PROBLEM TO WORK ON
Report how many lines of the material below contain the string "ground", with case counting. Give only the number.

— START INPUT FOR THIS TASK —

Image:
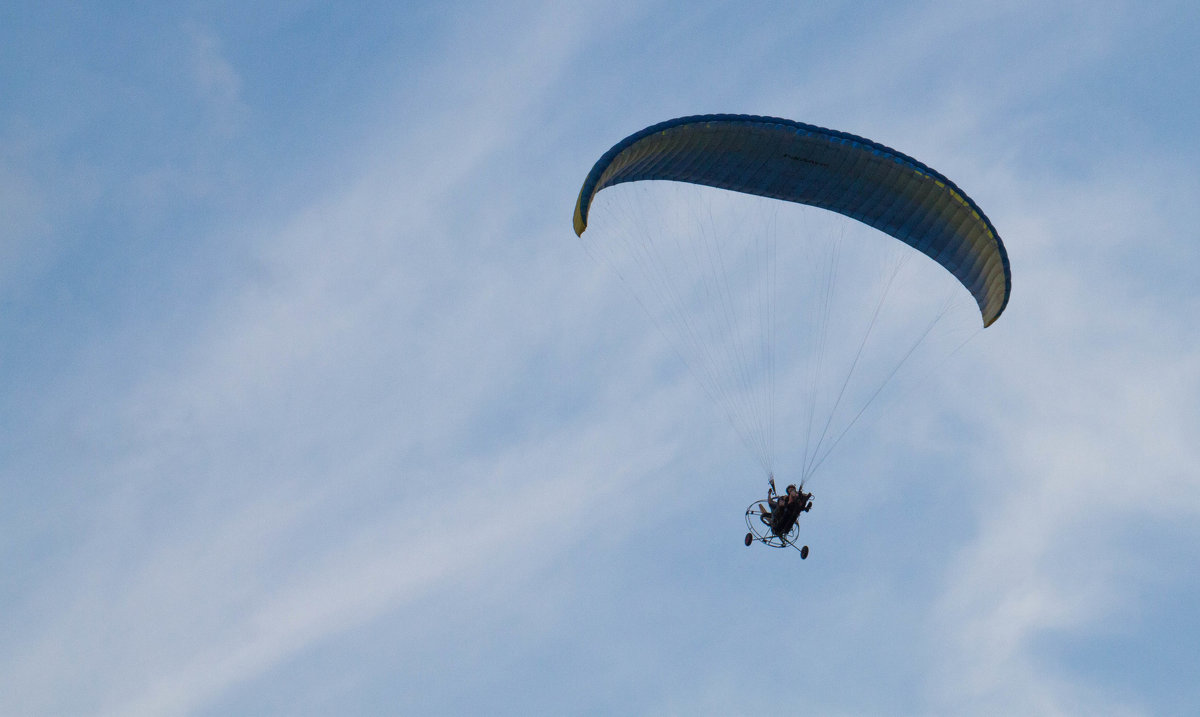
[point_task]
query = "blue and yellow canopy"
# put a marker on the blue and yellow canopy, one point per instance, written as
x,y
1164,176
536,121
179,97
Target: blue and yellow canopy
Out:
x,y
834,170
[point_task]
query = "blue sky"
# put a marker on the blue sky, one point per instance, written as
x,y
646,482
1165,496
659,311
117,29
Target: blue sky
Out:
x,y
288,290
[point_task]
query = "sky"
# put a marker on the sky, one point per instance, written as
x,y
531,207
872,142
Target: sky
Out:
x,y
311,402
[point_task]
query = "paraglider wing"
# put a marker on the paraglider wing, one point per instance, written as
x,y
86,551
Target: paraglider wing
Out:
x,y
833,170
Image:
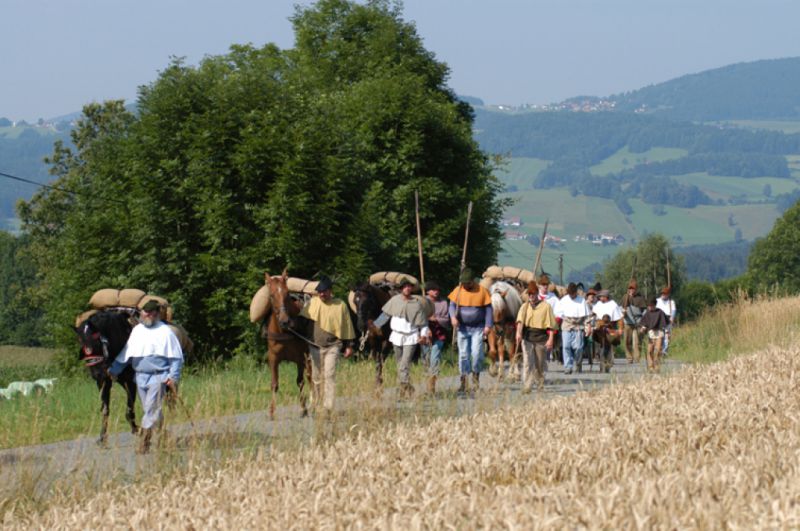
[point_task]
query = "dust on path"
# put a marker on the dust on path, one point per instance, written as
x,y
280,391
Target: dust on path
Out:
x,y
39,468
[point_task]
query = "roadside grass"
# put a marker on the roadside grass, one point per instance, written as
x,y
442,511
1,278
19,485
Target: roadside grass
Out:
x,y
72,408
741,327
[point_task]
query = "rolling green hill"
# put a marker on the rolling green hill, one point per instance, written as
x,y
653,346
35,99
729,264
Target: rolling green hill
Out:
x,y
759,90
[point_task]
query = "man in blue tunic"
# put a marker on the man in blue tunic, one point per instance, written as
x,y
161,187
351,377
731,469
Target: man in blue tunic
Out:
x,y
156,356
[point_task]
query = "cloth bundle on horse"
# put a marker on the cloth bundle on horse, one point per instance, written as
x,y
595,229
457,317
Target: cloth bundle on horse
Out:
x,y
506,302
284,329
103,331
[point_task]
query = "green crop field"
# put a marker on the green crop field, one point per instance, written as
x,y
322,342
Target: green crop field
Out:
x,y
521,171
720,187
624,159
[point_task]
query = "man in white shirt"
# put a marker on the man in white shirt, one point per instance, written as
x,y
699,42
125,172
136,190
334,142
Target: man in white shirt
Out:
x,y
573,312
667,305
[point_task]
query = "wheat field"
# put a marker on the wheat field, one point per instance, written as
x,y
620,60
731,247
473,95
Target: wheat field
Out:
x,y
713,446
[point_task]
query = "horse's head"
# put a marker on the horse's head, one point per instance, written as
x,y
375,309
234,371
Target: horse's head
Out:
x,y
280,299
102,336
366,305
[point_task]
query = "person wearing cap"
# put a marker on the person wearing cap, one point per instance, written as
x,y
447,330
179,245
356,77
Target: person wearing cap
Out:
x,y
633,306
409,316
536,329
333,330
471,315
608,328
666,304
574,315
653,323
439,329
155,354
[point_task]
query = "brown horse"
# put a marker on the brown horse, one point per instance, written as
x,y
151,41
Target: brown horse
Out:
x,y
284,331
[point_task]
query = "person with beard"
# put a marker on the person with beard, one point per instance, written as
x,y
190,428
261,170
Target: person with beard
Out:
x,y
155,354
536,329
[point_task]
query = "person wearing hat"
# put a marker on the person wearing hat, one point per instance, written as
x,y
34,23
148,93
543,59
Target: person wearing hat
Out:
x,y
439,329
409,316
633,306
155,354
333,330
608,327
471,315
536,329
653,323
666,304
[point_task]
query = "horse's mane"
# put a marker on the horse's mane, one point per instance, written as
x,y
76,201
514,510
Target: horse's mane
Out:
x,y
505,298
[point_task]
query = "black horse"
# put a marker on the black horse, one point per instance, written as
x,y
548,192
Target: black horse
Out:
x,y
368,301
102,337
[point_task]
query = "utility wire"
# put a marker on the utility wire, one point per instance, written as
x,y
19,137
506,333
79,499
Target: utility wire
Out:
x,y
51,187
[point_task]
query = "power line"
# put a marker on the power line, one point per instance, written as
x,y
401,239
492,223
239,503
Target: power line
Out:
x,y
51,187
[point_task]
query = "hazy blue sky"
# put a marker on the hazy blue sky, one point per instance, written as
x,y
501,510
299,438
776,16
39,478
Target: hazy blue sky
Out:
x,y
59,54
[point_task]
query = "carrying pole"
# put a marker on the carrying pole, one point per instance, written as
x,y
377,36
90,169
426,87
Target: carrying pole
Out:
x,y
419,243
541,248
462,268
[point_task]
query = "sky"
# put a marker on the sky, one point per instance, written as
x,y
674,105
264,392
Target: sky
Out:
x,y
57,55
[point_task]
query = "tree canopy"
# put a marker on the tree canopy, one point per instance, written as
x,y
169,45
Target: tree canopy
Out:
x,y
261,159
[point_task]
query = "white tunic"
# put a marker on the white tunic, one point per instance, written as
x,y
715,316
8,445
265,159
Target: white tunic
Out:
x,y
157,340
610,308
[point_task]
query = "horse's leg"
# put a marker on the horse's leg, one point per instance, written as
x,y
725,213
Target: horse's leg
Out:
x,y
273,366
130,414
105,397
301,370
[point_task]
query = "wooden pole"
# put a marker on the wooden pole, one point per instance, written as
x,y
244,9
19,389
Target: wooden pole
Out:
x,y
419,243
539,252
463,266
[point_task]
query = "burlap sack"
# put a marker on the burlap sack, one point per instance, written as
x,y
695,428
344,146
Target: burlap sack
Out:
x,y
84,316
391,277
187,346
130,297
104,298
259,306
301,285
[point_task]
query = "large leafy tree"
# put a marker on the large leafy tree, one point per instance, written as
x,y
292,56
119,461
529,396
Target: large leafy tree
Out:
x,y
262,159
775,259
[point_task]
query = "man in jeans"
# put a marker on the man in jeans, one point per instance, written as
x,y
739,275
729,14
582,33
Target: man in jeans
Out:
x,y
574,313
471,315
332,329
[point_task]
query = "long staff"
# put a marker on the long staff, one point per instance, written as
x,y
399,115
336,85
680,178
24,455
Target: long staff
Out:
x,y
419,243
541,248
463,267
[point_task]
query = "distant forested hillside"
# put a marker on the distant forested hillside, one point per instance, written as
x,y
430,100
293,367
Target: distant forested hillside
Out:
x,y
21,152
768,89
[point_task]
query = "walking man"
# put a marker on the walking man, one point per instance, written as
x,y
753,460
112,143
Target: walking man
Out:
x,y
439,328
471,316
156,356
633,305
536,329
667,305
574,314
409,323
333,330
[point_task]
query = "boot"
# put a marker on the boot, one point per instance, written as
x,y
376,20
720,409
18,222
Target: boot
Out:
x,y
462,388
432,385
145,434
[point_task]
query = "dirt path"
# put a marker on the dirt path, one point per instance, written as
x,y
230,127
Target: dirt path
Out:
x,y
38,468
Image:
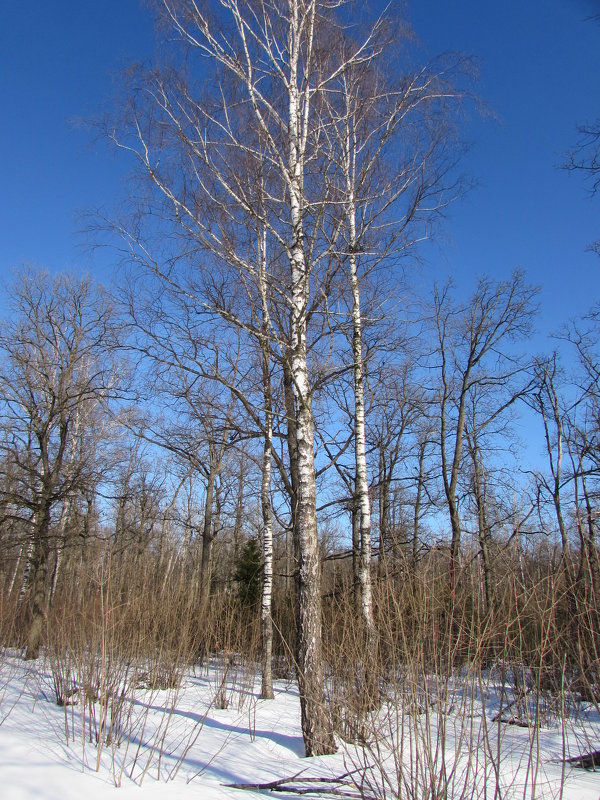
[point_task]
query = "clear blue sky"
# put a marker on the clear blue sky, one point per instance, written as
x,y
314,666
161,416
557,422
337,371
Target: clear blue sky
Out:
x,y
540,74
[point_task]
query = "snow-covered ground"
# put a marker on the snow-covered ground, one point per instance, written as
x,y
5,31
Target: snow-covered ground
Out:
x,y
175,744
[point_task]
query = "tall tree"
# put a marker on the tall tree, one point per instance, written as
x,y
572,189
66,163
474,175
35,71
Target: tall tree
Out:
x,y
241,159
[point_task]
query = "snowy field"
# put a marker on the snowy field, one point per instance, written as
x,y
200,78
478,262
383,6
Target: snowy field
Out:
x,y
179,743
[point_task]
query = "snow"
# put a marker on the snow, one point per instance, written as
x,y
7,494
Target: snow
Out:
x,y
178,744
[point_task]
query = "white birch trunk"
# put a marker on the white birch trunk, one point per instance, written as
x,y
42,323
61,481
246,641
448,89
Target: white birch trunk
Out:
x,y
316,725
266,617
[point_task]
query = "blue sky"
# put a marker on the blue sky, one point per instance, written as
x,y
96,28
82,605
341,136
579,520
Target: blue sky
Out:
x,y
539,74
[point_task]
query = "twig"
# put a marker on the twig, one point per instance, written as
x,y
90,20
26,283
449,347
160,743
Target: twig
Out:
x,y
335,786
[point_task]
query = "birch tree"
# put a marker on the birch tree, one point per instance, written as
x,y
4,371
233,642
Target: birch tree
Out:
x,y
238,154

— END INPUT FOR THIS TASK —

ANSWER TO THE EXERCISE
3